Extend the passage about South Africa's infrastructure constraints and procurement laws, picking up after its final sentence.

- **Text to read**:
[start]

Poor economic infrastructure was among the biggest hurdles facing the country’s ambitious program to improve the nation's manufacturing capabilities and support higher growth for generating employment. Power generation and transmission remained a hotly contested issue, while transportation infrastructure capacity constraints continued to limit small enterprise performance and private sector investments. This was particularly the case with rural and township enterprises.
South Africa did not have a single overarching piece of public procurement legislation, and this led to fragmentation. There were a host of laws governing national, provincial and local governments which govern procurement, such as the Public Finance Management Act (PFMA), the Financial Management of Parliament Act (FMPA) and the Municipal Finance Management Act (MFMA).

[end]

- **Raw records**:

[start]

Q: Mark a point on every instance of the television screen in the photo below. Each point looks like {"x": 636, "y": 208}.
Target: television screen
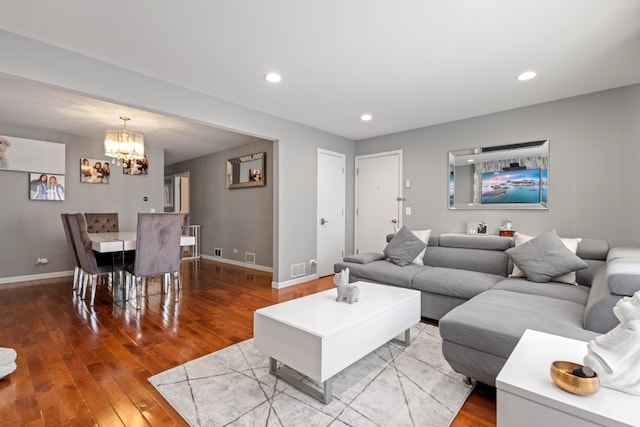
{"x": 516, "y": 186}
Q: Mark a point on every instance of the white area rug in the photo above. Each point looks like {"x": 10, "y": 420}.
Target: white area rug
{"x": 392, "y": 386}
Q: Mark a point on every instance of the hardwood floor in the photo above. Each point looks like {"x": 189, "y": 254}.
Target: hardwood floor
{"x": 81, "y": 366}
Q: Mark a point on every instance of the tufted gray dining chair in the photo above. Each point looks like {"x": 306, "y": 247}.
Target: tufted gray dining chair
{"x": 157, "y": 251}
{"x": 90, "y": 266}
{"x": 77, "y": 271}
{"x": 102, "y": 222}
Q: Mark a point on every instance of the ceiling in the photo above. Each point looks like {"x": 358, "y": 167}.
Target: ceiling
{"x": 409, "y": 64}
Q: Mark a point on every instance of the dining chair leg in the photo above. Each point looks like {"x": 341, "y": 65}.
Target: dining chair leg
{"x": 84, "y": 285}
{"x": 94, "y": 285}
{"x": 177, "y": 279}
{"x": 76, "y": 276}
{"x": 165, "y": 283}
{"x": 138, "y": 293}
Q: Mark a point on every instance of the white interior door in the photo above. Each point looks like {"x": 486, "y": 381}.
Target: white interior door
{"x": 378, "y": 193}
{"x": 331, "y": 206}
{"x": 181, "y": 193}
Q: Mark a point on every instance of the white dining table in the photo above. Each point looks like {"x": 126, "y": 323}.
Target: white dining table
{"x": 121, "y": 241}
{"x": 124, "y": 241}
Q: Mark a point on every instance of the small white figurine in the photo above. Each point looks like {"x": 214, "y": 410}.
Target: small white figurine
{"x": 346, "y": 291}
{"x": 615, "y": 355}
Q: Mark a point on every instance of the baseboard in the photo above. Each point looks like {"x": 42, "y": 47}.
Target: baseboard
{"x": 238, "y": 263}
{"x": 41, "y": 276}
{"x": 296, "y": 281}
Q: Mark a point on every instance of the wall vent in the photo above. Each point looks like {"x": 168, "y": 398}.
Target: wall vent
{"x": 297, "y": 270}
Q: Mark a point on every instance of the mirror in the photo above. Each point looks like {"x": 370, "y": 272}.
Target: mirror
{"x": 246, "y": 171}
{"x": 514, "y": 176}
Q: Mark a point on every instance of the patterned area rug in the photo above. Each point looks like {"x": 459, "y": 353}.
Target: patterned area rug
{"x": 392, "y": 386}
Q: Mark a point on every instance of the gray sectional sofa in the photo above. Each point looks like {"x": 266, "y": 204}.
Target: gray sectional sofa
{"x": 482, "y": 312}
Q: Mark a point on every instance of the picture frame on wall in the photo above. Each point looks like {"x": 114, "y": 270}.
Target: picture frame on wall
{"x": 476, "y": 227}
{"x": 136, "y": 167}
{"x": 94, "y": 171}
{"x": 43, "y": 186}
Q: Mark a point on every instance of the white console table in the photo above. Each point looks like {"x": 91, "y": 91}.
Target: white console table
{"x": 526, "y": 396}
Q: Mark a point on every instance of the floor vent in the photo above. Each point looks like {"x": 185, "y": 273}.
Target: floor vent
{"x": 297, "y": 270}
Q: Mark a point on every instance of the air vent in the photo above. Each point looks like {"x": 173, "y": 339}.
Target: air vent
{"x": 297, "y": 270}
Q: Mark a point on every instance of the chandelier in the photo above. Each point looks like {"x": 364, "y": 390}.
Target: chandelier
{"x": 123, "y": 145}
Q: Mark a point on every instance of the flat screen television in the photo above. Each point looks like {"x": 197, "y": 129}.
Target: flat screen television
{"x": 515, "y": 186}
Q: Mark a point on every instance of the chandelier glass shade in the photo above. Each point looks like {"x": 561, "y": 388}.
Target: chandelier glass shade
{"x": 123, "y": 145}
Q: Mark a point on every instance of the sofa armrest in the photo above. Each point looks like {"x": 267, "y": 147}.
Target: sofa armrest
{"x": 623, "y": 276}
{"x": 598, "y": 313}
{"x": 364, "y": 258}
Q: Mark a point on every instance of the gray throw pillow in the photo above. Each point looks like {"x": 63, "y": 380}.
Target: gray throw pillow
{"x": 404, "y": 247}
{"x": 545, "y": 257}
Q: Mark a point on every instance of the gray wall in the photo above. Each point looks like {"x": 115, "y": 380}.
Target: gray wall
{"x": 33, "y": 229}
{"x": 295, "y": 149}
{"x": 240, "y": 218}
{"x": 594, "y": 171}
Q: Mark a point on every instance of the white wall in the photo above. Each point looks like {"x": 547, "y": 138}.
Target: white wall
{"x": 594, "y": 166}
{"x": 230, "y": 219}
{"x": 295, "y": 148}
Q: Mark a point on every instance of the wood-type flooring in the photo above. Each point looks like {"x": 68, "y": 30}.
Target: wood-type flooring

[end]

- **Task output**:
Mr Gumede pointed out that in South Africa, one did not find these small enterprises and small-holder/small-scale farmers, and even if one did, they did not have the capacity and capability to supply according to the requirements (see Annexure A, Pick n Pay supplier requirements). Those with potential, were risky and unreliable suppliers, and did not have the financial muscle to compete. The local role was to procure for internal customers and not to develop suppliers. There was no benefit derived by buying from small-scale suppliers.
The international picture was very different.
In the United Kingdom, small businesses were of much greater benefit to local communities than large firms. For every £1 spent with a small or medium-sized business, 63p was re-spent in the local area, compared to 40p in every £1 spent with a larger business.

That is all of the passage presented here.